**Action item:**
Repeat all entries below exactly as shown.

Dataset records
[Start of section]
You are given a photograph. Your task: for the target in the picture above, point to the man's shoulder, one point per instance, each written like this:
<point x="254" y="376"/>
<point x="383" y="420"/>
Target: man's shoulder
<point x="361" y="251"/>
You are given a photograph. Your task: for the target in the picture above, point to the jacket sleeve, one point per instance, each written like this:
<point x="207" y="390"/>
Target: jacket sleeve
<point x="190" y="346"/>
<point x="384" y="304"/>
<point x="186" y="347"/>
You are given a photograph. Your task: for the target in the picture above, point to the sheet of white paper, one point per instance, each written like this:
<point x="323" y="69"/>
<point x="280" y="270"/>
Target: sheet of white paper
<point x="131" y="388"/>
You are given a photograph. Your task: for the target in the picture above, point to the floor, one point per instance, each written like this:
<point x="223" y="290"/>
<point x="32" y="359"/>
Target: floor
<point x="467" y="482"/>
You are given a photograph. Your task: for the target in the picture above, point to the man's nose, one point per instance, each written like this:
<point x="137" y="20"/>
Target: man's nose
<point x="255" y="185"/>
[End of section]
**Reply to the task:**
You are given a photograph. Your task: for the target in the picture above, point to the man's shoulder, one point per instance, each written like this:
<point x="254" y="376"/>
<point x="383" y="420"/>
Target: man's shoulder
<point x="361" y="251"/>
You are given a photograph. Your task: for the target in the picture above, point to the jacket sleeve, one point per instance, each written like this:
<point x="207" y="390"/>
Target: jacket sleeve
<point x="190" y="346"/>
<point x="384" y="304"/>
<point x="186" y="347"/>
You are given a photograph. Your task: for the target in the picture above, point to the sheet of white paper, one point per instance, each written like this:
<point x="323" y="69"/>
<point x="280" y="270"/>
Target: sheet of white paper
<point x="131" y="388"/>
You are given a photograph. Your task: for the target in the picture above, point to the floor, one point per instance, each written like this:
<point x="223" y="290"/>
<point x="32" y="359"/>
Target: floor
<point x="467" y="482"/>
You are given a photograph. Your task: for the target in the picture above, point to the man's nose, one point per instance, each written like this:
<point x="137" y="20"/>
Target: man's nose
<point x="255" y="185"/>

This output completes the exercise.